/---

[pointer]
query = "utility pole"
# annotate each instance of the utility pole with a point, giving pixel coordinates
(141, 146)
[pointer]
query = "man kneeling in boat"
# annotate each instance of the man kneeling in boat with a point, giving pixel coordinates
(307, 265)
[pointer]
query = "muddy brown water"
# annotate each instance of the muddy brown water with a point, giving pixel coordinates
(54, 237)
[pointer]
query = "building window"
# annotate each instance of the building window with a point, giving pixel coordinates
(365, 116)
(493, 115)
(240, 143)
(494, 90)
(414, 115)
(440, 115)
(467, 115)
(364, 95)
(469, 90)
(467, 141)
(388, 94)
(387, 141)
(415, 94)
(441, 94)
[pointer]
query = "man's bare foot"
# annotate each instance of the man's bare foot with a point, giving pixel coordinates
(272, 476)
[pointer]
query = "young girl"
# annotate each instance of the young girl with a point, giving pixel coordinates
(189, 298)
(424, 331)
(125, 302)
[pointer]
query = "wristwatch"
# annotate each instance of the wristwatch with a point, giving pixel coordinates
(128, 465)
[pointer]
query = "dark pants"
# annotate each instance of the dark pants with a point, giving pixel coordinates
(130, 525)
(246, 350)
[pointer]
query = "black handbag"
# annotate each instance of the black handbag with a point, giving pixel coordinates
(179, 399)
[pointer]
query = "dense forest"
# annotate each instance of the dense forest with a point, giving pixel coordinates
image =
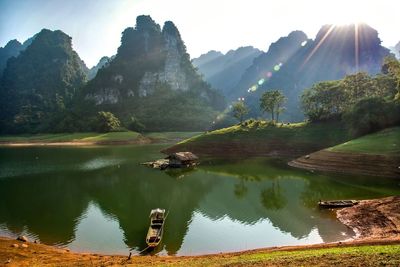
(151, 84)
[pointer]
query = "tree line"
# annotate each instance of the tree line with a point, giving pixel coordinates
(365, 103)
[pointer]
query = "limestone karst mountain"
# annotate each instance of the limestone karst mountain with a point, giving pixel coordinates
(224, 71)
(152, 80)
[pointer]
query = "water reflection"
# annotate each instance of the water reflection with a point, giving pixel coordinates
(98, 199)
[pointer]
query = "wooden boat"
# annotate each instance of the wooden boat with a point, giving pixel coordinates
(154, 234)
(337, 203)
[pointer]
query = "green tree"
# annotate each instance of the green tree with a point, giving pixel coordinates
(391, 66)
(107, 122)
(324, 100)
(272, 102)
(239, 110)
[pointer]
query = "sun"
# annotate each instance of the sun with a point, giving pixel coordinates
(352, 13)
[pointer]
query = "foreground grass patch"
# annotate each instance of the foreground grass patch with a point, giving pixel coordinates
(387, 255)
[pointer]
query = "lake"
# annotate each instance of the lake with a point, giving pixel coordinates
(98, 199)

\---

Pull out every line of the records that contains the word "utility", and list those lines.

## [REPLY TO THE TASK]
query = "utility pole"
# annotate each instance of the utility pole with a point, giving pixel coordinates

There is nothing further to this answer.